▶ Prompt
Go through the data and retrieve each line that includes the string "label".

▶ Task material

........

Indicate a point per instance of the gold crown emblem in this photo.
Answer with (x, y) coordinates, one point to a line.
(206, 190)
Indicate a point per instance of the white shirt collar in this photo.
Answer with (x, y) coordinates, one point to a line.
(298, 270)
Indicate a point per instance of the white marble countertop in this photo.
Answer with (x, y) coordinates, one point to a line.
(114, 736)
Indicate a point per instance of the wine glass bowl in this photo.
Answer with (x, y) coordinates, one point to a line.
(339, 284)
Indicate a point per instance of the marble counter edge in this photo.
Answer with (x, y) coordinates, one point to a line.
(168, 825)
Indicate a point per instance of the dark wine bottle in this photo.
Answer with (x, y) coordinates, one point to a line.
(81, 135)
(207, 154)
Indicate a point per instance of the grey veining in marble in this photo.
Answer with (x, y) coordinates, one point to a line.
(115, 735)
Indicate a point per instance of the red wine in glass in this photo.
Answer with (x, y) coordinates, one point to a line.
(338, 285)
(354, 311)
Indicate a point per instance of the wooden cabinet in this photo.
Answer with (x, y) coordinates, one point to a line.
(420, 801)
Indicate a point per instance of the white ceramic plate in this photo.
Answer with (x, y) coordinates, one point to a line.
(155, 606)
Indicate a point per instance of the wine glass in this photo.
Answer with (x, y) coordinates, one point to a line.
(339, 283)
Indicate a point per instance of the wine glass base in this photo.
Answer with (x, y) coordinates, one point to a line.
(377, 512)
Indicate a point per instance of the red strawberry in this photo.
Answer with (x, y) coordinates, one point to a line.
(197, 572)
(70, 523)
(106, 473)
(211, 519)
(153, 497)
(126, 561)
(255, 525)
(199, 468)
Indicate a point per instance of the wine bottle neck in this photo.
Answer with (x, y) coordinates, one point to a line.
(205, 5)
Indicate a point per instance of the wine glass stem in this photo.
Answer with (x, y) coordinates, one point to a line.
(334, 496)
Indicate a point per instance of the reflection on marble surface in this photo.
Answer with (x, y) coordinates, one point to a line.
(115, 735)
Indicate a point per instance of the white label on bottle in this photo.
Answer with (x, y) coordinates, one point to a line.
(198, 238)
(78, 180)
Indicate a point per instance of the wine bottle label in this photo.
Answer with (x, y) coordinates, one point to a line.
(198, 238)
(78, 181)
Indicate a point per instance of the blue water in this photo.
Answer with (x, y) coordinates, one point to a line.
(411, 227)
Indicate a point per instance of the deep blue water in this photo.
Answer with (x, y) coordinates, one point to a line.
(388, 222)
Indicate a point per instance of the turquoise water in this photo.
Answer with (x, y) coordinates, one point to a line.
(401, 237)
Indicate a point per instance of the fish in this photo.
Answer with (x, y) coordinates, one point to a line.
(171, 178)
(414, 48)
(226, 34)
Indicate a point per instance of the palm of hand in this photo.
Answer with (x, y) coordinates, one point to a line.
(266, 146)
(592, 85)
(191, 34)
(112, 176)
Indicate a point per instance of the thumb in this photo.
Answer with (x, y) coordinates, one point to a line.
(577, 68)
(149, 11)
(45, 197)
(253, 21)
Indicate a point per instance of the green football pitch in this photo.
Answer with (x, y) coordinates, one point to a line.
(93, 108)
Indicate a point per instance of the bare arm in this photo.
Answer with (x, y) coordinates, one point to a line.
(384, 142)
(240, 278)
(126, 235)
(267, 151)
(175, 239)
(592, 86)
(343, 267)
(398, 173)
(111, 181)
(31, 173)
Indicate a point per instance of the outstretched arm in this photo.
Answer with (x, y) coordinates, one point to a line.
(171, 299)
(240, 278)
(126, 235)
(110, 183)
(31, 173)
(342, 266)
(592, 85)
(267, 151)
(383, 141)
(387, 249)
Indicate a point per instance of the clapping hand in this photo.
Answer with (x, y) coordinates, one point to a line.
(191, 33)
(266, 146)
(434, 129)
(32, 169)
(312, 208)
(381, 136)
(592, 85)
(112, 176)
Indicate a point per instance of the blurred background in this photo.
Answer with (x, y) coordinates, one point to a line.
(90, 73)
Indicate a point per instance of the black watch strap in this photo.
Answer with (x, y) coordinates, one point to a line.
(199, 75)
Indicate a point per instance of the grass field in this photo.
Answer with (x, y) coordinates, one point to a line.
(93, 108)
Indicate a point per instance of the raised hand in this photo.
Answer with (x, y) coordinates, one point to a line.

........

▶ Result of this exercise
Indicate a point per instance of the white label on bottle in this photo.
Indicate a point per instance of the wine bottle label in this photo.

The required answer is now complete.